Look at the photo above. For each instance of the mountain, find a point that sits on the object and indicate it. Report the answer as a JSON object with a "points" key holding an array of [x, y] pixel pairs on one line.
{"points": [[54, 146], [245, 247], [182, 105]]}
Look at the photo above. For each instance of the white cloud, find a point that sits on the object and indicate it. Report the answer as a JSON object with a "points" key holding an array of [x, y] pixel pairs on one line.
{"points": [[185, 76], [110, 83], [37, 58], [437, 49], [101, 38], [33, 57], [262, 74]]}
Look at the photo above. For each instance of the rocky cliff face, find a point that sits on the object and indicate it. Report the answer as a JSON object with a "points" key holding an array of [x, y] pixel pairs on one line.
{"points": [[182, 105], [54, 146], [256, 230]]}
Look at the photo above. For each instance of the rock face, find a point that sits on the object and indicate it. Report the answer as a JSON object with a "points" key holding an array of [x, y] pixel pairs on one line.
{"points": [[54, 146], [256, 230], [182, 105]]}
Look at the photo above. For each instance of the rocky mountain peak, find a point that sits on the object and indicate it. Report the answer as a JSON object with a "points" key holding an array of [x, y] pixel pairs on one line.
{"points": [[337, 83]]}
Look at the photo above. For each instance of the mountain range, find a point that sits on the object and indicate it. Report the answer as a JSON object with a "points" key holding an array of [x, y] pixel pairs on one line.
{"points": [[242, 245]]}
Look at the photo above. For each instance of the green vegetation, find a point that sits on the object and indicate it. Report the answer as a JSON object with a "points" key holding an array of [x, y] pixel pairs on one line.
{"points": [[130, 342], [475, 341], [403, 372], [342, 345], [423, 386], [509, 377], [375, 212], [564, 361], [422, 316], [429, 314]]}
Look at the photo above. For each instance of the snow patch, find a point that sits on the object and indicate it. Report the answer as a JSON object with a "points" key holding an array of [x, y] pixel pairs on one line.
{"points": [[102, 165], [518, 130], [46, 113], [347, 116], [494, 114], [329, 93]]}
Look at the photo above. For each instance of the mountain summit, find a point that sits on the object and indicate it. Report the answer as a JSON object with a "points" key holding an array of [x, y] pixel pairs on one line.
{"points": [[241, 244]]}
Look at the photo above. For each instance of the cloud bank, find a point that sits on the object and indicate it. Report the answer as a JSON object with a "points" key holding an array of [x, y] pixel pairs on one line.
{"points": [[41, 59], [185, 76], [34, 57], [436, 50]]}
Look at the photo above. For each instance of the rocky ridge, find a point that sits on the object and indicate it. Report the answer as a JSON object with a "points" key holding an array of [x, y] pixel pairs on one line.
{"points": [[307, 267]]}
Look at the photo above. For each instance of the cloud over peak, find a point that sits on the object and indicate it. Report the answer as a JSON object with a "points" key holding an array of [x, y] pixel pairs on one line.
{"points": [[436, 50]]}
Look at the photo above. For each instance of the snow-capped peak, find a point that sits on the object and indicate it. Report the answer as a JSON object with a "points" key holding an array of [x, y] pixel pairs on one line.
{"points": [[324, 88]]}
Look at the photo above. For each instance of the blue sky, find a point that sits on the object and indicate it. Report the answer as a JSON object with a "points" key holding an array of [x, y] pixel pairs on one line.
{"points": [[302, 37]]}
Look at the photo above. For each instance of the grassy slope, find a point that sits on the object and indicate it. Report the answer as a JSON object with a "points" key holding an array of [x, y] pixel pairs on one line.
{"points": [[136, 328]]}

▶ [Problem details]: Give back all of the material above, line for line, without changing a single character.

▶ [Answer below]:
Look at the photo above. For each instance of the mountain, find a point that sits on the object and indicate it. Report the answer as a JSON object with a "points" key holding an array of [x, y] pixel pairs on one line.
{"points": [[54, 146], [245, 247], [182, 105]]}
Look at the photo above. For each instance of the white cloud, find a point that sits on the object and indicate it. Report the answer as a JSON object with a "points" key holding an array of [x, y] pixel pairs on one line.
{"points": [[185, 76], [110, 83], [37, 58], [437, 49], [101, 38], [33, 57], [262, 74]]}
Look at the photo above. For each instance of the rocky cliff face, find a point that sits on the object and indicate it. Report the answer as a JSON object with a "points" key holding an array of [x, y] pixel pairs on one line.
{"points": [[182, 105], [54, 146], [256, 230]]}
Look at the photo above. For each instance of the rock face, find a point that sits on the object and indicate it. Report the answer as a JSON object with a "points" key holding an array of [x, y] pixel pairs on one line.
{"points": [[54, 146], [256, 230], [182, 105]]}
Look at the photo above. For each instance of the rocky mountain peak, find a point that sits on the object and indicate it. Report the answer as a JSON object with a "points" key holding an array of [x, y] pixel pairs on one line.
{"points": [[337, 83]]}
Look at the photo above. For each instance of the mountain range, find a point that sits on the object and indicate it. Report the answer as a JSON object with a "points" key holding an array of [x, y] pixel pairs on one line.
{"points": [[242, 245]]}
Look at the photo above. For each instance of the green vegetation, find a point that sits on the object and indicate it. Report the answer as a JSON object with a "points" key holding an array of [x, y] pixel pairs on one line.
{"points": [[130, 342], [475, 341], [403, 372], [342, 345], [423, 386], [509, 377], [375, 212], [564, 361], [422, 316], [429, 314]]}
Look at the photo above. For each instance of the snow patch, find a point that sits on the object and indicate it. Report the answer as a JSON object with a "points" key holding an array of [x, y] pixel pairs on one line.
{"points": [[102, 165], [518, 130], [46, 113], [347, 116], [494, 114], [329, 93]]}
Look at the photo above. For each instance of the mountain summit, find a point that sits on the object and indicate it. Report the answer as a JSON object with a "points" key holding an array of [x, y] pixel pairs on one line.
{"points": [[241, 244]]}
Look at the photo above. For each instance of the cloud bank, find a point that sits on the object and indicate it. Report the answer as a JSON object with a "points" key holding an array of [x, y] pixel pairs on one line.
{"points": [[41, 59], [185, 76], [34, 57], [436, 50]]}
Look at the photo above. For each instance of the rocky ridge, find a point that sits on the object and indicate it. Report the answer as a JSON object with a "points" key holding an array of [x, y] pixel pairs on one line.
{"points": [[307, 267]]}
Look at the photo above. For each instance of the cloud over peak, find a point that sits on the object and indicate it. Report the answer as a JSON object with a "points" key holding an array of [x, y] pixel pairs on one line.
{"points": [[436, 50]]}
Look at the photo above. For each instance of the snow-capped peak, find a point that sits on the object and indicate it. Report the answer as a JSON object with a "points" key holding an array of [x, y] pixel pairs on one line.
{"points": [[324, 88]]}
Look at the photo above. For each instance of the blue sky, find a point that sits on the object and indicate it. Report the answer as a JSON object with a "points" key holding an array of [x, y] pixel pairs on one line.
{"points": [[302, 37]]}
Look at the photo above. For each instance of the grassy slope, find a point that sits on the object and indicate it. Report the answer as a JSON object with a "points" key holding an array of [x, y] pixel pairs on one line.
{"points": [[136, 328]]}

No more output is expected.